(TASK DESCRIPTION):
Take the data below and extract the lines from the one with "Every instance of the white suv" to the one with "Every instance of the windshield", inclusive, exactly as written.

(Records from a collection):

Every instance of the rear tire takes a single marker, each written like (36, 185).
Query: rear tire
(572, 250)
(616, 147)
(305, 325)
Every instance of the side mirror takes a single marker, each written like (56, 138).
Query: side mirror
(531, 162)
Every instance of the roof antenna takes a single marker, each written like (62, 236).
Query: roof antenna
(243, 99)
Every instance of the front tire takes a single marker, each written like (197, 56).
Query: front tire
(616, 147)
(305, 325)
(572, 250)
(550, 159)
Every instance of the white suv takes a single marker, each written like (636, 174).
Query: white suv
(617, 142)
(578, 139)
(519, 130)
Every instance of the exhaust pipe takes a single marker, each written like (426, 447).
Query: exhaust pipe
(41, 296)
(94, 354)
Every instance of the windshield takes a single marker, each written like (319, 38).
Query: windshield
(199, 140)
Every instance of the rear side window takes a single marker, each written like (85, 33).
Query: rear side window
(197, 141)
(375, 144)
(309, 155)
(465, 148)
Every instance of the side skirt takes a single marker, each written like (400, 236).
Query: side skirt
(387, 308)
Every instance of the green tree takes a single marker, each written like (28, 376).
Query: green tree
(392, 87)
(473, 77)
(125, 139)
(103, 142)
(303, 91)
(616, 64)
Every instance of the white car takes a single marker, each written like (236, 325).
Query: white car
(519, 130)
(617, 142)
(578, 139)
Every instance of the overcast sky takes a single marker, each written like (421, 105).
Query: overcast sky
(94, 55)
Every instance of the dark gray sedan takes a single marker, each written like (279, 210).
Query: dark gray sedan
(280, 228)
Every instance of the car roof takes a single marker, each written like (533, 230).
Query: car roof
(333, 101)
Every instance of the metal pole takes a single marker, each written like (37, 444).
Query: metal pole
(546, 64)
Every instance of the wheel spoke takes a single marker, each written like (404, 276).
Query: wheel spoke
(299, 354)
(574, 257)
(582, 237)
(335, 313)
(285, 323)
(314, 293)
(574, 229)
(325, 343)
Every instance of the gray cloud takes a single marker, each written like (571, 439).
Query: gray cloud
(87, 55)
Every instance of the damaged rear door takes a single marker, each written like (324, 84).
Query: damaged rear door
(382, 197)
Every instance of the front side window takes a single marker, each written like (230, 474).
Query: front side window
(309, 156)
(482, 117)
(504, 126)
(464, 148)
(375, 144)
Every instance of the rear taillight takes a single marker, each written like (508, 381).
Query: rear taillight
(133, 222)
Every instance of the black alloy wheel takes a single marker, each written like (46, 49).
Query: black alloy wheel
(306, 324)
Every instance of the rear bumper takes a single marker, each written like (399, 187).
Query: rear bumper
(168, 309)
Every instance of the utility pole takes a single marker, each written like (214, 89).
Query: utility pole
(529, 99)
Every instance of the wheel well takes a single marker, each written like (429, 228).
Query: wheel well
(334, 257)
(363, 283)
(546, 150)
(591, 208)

(ANSWER SPACE):
Every instance of the white suv takes a single marker, each written like (636, 174).
Query: white suv
(617, 142)
(578, 139)
(519, 130)
Every instance of the exhaust pipe takes a single marker, each written like (426, 447).
Query: exhaust pipe
(41, 296)
(94, 354)
Every instance of the windshield takes a single marker, each written like (319, 38).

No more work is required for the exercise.